### TASK TO COMPLETE
Please restate, exactly as written, the lines running from the beginning of the material through the line that has "positive clicks: (544, 943)" in it.

### GIVEN RECORDS
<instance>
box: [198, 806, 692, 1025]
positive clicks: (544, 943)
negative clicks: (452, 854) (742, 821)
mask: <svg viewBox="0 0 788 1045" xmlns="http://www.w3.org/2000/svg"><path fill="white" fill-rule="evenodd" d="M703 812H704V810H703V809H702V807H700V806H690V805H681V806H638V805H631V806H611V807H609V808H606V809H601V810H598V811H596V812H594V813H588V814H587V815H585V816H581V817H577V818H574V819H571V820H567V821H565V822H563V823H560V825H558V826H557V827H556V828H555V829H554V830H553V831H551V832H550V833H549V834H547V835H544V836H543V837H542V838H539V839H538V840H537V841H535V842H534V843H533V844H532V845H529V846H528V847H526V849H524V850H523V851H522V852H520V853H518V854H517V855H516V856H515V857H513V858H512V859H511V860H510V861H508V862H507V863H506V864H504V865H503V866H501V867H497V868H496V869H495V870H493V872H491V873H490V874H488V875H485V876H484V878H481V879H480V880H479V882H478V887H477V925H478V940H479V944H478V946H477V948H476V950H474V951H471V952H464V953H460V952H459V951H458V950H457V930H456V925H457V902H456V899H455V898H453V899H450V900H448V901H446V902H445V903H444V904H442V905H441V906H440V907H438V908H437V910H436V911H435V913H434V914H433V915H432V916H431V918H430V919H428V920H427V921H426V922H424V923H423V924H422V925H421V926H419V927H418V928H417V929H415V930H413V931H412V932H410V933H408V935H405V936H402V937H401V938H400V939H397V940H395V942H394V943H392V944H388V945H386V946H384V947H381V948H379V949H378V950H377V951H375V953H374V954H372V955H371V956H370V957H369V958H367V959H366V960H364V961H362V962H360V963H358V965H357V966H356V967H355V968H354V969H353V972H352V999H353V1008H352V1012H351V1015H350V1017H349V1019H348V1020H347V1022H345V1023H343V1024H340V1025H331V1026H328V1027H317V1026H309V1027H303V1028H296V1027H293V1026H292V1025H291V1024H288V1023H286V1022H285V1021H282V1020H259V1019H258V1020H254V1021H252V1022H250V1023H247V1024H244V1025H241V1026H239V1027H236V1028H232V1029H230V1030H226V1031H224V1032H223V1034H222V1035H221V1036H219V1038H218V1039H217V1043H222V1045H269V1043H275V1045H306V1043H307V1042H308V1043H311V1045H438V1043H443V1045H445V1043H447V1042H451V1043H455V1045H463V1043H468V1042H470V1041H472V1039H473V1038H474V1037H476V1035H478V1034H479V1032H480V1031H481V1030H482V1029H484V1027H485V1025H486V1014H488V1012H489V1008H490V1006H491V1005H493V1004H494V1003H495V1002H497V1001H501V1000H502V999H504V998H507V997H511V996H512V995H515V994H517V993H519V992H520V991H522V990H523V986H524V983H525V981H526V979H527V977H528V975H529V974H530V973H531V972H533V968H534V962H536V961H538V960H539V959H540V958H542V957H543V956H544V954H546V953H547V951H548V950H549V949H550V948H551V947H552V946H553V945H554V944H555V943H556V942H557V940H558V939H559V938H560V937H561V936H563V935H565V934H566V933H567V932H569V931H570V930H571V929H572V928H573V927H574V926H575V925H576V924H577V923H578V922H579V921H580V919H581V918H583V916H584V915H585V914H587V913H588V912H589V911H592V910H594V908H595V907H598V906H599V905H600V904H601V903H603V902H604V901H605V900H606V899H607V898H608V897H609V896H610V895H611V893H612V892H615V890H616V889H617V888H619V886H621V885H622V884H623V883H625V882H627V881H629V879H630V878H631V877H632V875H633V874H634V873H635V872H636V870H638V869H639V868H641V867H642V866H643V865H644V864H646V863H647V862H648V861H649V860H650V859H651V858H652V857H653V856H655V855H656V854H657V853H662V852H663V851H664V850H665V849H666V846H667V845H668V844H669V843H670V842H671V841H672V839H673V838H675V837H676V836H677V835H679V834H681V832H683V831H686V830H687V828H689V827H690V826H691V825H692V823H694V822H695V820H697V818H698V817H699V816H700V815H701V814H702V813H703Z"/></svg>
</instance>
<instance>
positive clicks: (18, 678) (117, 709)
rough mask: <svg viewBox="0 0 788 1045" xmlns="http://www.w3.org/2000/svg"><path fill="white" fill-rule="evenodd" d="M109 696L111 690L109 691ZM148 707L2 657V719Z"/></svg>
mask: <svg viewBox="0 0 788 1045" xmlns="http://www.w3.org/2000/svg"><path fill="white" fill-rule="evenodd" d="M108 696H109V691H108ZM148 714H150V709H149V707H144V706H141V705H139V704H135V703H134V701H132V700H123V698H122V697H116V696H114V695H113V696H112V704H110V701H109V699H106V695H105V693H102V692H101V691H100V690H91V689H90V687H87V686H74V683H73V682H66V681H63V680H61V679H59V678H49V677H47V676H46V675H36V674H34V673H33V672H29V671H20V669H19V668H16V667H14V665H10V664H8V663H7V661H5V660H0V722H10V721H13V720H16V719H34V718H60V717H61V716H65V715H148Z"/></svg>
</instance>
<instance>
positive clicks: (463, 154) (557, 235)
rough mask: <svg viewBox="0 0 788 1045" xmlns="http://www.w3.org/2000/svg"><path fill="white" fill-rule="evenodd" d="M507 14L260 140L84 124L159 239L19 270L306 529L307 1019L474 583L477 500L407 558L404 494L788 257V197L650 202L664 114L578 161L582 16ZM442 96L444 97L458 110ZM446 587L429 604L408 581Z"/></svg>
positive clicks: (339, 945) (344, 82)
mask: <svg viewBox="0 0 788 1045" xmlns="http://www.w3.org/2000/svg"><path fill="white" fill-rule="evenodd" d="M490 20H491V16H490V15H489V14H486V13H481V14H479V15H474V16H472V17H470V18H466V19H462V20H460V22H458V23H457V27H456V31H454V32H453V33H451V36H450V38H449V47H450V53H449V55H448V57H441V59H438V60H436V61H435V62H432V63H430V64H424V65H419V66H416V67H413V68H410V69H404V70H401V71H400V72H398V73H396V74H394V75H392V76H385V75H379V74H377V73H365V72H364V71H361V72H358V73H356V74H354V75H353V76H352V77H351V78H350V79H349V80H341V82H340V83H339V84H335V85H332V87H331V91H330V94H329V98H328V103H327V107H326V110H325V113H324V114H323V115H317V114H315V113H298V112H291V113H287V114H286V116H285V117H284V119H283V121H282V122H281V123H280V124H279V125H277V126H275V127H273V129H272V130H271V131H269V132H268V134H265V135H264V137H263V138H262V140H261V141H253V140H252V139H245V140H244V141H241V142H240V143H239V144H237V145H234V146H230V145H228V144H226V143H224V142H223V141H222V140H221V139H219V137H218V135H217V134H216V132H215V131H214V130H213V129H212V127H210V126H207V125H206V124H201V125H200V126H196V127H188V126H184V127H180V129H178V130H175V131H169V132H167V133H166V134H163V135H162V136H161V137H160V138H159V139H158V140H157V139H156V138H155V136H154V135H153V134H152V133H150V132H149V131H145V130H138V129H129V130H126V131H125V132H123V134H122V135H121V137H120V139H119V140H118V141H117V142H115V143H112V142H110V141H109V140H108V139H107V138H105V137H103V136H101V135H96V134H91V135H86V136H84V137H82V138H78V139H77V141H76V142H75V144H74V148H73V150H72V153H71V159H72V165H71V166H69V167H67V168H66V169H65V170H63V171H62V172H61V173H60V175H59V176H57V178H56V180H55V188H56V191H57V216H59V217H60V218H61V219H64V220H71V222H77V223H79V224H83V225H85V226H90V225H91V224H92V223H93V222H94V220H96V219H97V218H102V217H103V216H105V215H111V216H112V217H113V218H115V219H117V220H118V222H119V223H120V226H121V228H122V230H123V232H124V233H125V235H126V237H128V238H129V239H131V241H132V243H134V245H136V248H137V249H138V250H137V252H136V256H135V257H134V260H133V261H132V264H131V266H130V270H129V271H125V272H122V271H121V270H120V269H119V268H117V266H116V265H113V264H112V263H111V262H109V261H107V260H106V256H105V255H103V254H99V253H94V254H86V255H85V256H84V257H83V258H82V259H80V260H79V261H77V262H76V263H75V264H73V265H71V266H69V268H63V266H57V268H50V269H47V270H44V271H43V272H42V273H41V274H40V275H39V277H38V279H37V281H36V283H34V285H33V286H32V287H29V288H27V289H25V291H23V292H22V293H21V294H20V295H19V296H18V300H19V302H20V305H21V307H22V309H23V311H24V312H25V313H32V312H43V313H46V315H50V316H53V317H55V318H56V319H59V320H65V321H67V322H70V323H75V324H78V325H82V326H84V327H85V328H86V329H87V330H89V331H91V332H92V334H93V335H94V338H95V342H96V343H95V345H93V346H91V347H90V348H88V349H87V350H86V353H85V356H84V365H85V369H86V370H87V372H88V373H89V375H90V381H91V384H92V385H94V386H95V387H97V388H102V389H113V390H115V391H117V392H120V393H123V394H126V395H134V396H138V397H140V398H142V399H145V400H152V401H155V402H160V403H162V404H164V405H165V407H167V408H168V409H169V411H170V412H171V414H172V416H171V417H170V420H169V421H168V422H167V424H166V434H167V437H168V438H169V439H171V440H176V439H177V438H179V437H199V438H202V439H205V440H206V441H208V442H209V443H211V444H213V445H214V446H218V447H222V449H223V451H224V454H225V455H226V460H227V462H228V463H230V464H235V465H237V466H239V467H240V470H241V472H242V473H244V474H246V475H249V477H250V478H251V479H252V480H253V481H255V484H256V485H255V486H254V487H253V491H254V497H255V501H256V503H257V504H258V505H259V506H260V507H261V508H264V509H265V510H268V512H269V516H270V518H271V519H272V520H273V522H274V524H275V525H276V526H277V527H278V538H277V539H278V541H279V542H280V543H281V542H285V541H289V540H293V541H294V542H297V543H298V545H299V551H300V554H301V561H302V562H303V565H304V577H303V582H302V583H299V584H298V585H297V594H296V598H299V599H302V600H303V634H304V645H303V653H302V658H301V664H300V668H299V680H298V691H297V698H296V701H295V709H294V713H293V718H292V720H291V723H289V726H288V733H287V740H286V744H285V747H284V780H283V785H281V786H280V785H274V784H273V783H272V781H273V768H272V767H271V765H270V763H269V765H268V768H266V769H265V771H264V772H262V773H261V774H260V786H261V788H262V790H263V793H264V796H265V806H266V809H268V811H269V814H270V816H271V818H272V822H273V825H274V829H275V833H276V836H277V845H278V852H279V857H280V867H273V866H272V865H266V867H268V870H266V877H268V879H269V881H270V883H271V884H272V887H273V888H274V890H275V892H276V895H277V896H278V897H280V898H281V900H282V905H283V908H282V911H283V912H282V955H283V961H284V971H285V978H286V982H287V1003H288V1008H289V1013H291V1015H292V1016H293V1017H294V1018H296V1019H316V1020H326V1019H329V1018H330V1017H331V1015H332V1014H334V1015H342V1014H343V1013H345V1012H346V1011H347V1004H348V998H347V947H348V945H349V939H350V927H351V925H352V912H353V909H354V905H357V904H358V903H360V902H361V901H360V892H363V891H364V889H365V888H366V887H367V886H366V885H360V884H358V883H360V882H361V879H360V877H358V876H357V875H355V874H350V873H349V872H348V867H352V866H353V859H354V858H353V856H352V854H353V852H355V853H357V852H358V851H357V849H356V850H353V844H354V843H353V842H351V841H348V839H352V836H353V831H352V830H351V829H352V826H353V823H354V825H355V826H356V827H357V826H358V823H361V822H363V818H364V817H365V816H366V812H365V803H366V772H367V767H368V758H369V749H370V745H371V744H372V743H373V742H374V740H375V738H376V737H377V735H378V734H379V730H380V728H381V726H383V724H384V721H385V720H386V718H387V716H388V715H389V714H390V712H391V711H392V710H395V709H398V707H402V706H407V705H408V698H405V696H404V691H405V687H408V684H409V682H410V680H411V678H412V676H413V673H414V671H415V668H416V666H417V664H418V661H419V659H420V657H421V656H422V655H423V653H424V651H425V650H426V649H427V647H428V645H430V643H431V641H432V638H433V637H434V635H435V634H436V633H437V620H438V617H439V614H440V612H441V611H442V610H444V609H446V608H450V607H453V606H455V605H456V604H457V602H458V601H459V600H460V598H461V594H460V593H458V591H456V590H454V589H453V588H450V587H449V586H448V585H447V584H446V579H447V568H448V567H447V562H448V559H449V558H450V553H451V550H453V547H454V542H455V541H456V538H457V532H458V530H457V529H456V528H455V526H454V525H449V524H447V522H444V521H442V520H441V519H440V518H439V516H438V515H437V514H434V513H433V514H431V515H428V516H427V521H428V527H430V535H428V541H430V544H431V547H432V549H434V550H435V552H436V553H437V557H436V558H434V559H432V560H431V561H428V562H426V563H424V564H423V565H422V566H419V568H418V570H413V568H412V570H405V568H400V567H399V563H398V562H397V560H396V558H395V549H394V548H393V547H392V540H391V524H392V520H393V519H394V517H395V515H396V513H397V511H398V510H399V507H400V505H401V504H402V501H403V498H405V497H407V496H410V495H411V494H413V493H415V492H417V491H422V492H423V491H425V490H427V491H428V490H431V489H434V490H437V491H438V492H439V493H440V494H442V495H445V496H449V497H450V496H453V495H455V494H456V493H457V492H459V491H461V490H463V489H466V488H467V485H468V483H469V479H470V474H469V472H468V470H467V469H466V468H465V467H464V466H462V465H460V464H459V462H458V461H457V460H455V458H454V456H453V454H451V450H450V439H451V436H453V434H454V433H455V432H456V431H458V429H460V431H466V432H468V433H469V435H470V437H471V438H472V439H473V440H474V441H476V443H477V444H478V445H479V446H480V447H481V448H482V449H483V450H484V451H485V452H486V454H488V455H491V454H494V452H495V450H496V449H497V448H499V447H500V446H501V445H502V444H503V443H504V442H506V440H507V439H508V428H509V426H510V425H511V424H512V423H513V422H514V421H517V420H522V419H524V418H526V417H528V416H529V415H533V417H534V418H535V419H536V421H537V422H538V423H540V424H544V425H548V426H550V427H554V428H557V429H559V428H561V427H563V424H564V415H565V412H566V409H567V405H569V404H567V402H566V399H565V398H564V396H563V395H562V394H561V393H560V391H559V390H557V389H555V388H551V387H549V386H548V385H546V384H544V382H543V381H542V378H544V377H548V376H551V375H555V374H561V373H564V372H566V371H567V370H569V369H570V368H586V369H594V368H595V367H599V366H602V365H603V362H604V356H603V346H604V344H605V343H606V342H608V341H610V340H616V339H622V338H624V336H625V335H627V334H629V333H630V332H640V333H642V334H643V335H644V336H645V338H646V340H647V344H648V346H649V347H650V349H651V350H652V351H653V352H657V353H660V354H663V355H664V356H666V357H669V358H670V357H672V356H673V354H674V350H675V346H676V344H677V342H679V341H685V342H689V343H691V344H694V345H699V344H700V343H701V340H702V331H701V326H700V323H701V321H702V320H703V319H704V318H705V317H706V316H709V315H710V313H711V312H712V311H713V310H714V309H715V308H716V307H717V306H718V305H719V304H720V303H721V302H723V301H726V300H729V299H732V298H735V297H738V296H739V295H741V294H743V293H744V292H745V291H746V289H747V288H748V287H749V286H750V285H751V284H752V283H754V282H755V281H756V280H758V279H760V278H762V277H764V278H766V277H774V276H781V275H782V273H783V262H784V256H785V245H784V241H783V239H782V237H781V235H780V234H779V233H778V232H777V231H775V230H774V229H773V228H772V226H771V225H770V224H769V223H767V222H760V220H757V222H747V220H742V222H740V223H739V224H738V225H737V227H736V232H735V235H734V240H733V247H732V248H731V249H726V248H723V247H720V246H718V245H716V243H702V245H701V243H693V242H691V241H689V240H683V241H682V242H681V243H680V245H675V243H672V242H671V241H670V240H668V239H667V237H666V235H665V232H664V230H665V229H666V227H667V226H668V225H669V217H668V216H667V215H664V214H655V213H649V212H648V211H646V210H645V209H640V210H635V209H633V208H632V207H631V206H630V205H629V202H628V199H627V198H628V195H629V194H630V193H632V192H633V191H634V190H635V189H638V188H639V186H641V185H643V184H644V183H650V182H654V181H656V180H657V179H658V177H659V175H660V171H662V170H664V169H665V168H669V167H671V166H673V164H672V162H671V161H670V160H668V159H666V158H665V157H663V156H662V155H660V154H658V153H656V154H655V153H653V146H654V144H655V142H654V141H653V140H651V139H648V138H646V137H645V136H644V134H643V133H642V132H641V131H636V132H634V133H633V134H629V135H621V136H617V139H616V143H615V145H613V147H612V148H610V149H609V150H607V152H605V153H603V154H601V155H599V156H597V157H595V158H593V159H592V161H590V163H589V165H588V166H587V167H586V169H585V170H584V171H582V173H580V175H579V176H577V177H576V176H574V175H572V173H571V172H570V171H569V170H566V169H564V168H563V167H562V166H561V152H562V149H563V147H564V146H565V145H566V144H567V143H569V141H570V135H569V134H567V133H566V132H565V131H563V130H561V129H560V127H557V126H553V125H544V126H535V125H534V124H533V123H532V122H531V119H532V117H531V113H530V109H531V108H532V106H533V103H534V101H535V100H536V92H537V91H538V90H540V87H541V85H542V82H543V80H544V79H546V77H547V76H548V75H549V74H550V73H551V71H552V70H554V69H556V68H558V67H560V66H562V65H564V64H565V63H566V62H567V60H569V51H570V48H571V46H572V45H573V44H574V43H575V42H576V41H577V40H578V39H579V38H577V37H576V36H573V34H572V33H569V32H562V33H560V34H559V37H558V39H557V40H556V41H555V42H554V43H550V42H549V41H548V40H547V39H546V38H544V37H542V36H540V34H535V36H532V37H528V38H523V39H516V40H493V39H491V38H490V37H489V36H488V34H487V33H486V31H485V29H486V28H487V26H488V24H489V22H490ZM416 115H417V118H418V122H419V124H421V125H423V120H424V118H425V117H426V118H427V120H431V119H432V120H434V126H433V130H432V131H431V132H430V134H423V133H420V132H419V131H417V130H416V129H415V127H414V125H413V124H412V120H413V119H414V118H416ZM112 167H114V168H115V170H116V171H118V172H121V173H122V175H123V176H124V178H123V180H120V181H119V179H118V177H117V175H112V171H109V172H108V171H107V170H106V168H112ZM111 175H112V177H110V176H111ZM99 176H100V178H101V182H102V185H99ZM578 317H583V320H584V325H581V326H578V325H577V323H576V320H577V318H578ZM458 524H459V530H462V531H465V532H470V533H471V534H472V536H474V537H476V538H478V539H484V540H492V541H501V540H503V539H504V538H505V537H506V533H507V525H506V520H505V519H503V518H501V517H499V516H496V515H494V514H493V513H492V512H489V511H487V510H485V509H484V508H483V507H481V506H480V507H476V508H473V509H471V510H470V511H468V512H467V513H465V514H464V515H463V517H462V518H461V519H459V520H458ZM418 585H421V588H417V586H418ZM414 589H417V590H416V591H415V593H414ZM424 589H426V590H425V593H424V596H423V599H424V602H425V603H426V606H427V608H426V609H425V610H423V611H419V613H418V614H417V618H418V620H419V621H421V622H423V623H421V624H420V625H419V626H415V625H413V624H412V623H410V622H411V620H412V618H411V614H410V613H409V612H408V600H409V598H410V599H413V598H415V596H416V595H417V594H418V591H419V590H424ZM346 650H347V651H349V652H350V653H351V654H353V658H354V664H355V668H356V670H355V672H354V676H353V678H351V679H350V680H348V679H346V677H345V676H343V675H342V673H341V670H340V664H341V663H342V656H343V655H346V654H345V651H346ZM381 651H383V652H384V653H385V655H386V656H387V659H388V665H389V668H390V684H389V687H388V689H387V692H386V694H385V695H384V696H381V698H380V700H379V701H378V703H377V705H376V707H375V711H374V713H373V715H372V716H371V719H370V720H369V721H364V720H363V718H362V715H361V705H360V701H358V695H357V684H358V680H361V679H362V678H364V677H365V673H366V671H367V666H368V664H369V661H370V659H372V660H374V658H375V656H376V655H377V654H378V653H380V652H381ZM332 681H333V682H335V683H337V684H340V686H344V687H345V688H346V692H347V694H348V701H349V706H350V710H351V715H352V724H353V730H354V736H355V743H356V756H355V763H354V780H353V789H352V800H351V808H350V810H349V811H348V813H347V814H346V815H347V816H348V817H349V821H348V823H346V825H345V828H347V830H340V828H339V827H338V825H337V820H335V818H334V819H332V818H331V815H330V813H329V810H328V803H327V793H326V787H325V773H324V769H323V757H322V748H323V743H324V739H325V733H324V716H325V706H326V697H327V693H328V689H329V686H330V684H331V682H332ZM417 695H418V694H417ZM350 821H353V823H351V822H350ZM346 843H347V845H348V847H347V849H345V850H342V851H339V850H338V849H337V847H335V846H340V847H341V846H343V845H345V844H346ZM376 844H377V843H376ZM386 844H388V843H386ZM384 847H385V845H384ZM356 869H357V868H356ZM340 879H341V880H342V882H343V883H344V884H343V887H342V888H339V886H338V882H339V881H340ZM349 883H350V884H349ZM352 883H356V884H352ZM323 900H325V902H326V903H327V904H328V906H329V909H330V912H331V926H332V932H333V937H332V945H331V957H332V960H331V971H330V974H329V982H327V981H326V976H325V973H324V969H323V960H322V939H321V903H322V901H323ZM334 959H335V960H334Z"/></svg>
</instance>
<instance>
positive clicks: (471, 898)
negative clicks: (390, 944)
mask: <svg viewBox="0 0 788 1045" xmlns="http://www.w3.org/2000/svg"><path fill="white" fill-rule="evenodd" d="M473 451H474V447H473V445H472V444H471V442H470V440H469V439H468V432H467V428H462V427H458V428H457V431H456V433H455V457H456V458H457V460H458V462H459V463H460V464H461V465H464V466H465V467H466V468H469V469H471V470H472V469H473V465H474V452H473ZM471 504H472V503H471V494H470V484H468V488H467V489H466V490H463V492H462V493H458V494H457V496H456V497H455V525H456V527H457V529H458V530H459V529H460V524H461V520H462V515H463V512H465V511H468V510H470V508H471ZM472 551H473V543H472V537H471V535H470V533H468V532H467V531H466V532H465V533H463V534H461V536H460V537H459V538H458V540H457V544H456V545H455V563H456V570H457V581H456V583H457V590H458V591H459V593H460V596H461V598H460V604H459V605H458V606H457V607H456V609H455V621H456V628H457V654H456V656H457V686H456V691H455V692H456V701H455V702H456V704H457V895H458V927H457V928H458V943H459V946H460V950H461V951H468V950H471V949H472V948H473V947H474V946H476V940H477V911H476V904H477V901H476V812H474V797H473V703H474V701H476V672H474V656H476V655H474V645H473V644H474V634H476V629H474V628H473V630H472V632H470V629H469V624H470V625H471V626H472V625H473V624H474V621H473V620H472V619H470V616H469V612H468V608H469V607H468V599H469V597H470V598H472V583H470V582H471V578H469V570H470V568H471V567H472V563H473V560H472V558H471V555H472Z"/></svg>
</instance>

### RESPONSE FOR THIS EXERCISE
<instance>
box: [198, 806, 692, 1025]
positive clicks: (544, 943)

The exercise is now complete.